I contacted Linksys.....they requested I download the file again.
Still wouldn't upgrade. 
I will get back with them again later.

There are no intermediate upgrades. The span is from 1.05.00 to 1.46.2
I brought that to their attention, but they seemed certain that was correct 

The router works, can be accessed, can be reflashed to 1.05.00.....just won't upgrade to 1.46.2 ( note, I incorrectly listed it as 1.46.02 in original post )

This is interesting:
LINKSYS
That doc shows that firmware listed for other than the BEFSR41 ver3 router.
Perhaps their listings are currently in error????


----------



## Wino (Dec 1, 2001)

Stoner - see this post

http://forums.techguy.org/t282338&highlight=ftp.html

you might try scrounging around on the Linksys ftp site to see what you can find.


----------



## Stoner (Oct 26, 2002)

Wino said:


> Stoner - see this post
> 
> http://forums.techguy.org/t282338&highlight=ftp.html
> 
> you might try scrounging around on the Linksys ftp site to see what you can find.


Thanks for the link, Wino
I'll bookmark that.

version 1.05.00 seems the most recent on that list, actually the only one for my router.
I already have that. Guess I'm lucky the 1.46.2 didn't load


----------



## Wino (Dec 1, 2001)

Stoner said:


> Thanks for the link, Wino
> I'll bookmark that.
> 
> version 1.05.00 seems the most recent on that list, actually the only one for my router.

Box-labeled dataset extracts
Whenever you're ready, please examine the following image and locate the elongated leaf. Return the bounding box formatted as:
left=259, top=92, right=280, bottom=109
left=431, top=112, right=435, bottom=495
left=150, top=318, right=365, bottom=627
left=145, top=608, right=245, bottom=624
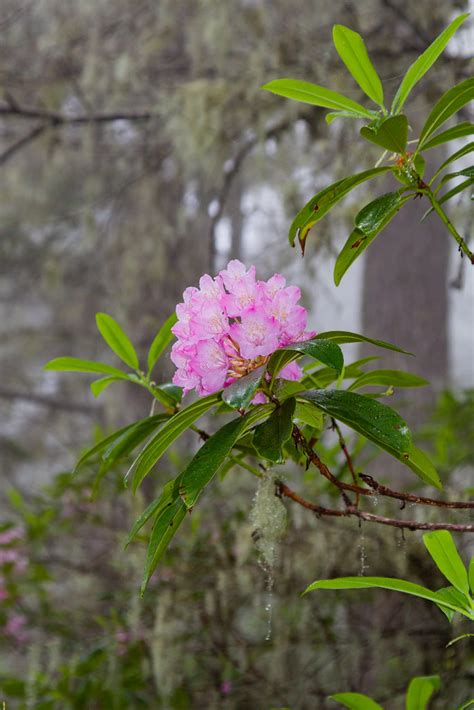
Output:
left=43, top=357, right=128, bottom=380
left=430, top=141, right=474, bottom=185
left=436, top=587, right=466, bottom=623
left=400, top=444, right=443, bottom=490
left=141, top=493, right=187, bottom=596
left=360, top=114, right=408, bottom=154
left=406, top=675, right=441, bottom=710
left=329, top=693, right=383, bottom=710
left=390, top=13, right=469, bottom=113
left=418, top=77, right=474, bottom=150
left=95, top=313, right=140, bottom=370
left=423, top=530, right=469, bottom=595
left=268, top=338, right=344, bottom=377
left=288, top=166, right=394, bottom=252
left=262, top=79, right=374, bottom=118
left=125, top=480, right=176, bottom=547
left=222, top=365, right=266, bottom=409
left=348, top=370, right=429, bottom=391
left=253, top=397, right=296, bottom=463
left=298, top=390, right=411, bottom=459
left=334, top=192, right=412, bottom=286
left=316, top=330, right=413, bottom=355
left=179, top=404, right=272, bottom=508
left=74, top=414, right=168, bottom=473
left=147, top=313, right=178, bottom=374
left=423, top=121, right=474, bottom=150
left=90, top=375, right=123, bottom=397
left=127, top=394, right=219, bottom=491
left=332, top=25, right=384, bottom=108
left=304, top=577, right=467, bottom=616
left=294, top=401, right=324, bottom=430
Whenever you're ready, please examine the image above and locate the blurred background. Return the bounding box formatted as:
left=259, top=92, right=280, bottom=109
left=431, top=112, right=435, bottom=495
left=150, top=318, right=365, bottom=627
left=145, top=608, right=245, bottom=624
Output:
left=0, top=0, right=474, bottom=710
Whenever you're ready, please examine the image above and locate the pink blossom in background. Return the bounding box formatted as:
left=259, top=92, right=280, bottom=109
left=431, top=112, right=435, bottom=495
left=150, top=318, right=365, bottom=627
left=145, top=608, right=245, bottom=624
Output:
left=171, top=259, right=315, bottom=403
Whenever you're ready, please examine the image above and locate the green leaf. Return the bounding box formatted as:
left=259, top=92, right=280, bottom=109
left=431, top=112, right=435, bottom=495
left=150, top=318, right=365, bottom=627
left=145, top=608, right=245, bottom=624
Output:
left=329, top=693, right=383, bottom=710
left=430, top=141, right=474, bottom=185
left=332, top=25, right=384, bottom=108
left=298, top=390, right=411, bottom=460
left=316, top=330, right=413, bottom=355
left=222, top=365, right=266, bottom=409
left=147, top=313, right=178, bottom=375
left=179, top=404, right=272, bottom=508
left=43, top=357, right=128, bottom=380
left=294, top=401, right=324, bottom=430
left=262, top=79, right=374, bottom=119
left=253, top=397, right=296, bottom=463
left=390, top=12, right=469, bottom=113
left=95, top=313, right=140, bottom=370
left=141, top=490, right=187, bottom=596
left=126, top=394, right=219, bottom=492
left=90, top=375, right=123, bottom=397
left=436, top=587, right=466, bottom=623
left=268, top=337, right=344, bottom=377
left=304, top=577, right=467, bottom=616
left=334, top=192, right=412, bottom=286
left=74, top=414, right=168, bottom=473
left=423, top=121, right=474, bottom=150
left=401, top=444, right=443, bottom=490
left=423, top=530, right=469, bottom=596
left=125, top=479, right=176, bottom=547
left=406, top=675, right=441, bottom=710
left=360, top=114, right=408, bottom=153
left=418, top=77, right=474, bottom=150
left=348, top=370, right=429, bottom=391
left=288, top=166, right=394, bottom=252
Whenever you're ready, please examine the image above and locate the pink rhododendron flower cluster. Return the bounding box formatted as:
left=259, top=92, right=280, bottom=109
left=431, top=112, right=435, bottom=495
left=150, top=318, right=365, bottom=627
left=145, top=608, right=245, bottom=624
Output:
left=171, top=260, right=315, bottom=395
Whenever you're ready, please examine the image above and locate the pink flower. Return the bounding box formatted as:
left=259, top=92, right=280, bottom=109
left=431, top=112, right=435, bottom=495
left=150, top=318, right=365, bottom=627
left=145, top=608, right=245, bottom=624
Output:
left=171, top=259, right=315, bottom=403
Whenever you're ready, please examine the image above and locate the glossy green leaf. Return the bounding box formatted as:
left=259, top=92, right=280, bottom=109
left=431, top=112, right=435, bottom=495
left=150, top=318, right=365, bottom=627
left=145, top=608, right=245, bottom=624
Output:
left=268, top=338, right=344, bottom=377
left=316, top=330, right=413, bottom=355
left=406, top=675, right=441, bottom=710
left=400, top=444, right=443, bottom=490
left=222, top=365, right=267, bottom=409
left=147, top=313, right=178, bottom=374
left=348, top=370, right=429, bottom=390
left=127, top=394, right=219, bottom=491
left=95, top=313, right=140, bottom=370
left=329, top=693, right=383, bottom=710
left=43, top=357, right=128, bottom=380
left=90, top=375, right=123, bottom=397
left=423, top=121, right=474, bottom=150
left=436, top=587, right=466, bottom=623
left=334, top=192, right=412, bottom=286
left=391, top=13, right=469, bottom=113
left=418, top=77, right=474, bottom=150
left=304, top=577, right=466, bottom=616
left=423, top=530, right=469, bottom=595
left=125, top=480, right=176, bottom=547
left=253, top=397, right=296, bottom=463
left=262, top=79, right=374, bottom=118
left=430, top=141, right=474, bottom=185
left=141, top=492, right=187, bottom=596
left=294, top=401, right=324, bottom=430
left=288, top=166, right=394, bottom=252
left=360, top=114, right=408, bottom=153
left=332, top=25, right=383, bottom=108
left=298, top=390, right=411, bottom=459
left=179, top=404, right=272, bottom=508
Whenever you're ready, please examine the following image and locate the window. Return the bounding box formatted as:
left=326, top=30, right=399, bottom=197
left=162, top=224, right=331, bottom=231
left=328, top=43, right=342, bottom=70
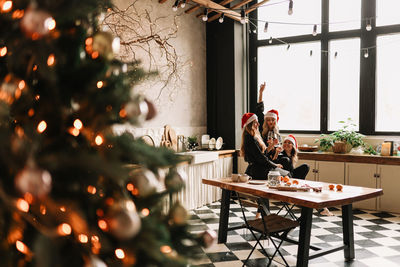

What to work on:
a: Answer these questions from the Linksys firmware thread, one line each:
(i) Which firmware version can the router still be reflashed to?
(ii) How was the newer version number incorrectly listed in the original post?
(iii) Where does Wino suggest looking for firmware?
b: Write the next part of the Linksys firmware thread, picking up after its last line.
The records have nothing to do with the Linksys firmware thread.

Per-task outputs:
a:
(i) 1.05.00
(ii) As 1.46.02
(iii) On the Linksys ftp site

b:
> I already have that. Guess I'm lucky the 1.46.2 didn't load


Morning Stoner,

My problem was just the opposite...........Firmware loaded and trashed my router........reinstalled old firmware and back in business. Was another brick in the wall for me, so mostly go by the old adage, "If it ain't broke, don't fix it!"  these days and hold off on most updates to be sure others are not having problems with them................I remember too well jumping on the XP SP1 update which totally trashed one of my machines........after reformatting, waited 6-8 months before doing it (SP1) again and by then the problems were resolved.

At any rate, hope the site helped. They ought to make a sticky out of this Linksys FTP in this forum.


----------



## rsochan (Dec 24, 2005)

I had a "Warning! Upgrade file pattern error" when trying to upgrade to the latest firmware for my BEFW11S4 V.2 through the help screen on the router. I called Linksys support and the woman initially told me that the router is old and my only option is to purchase a new one. I persisted, and she put me on hold to check for other alternatives. She came back and referred me to ftp.linksys.com where I could download the tftp.exe file (from the /Pub/Network subdirectory). When I ran this file and did the upgrade through this utility, everything worked fine!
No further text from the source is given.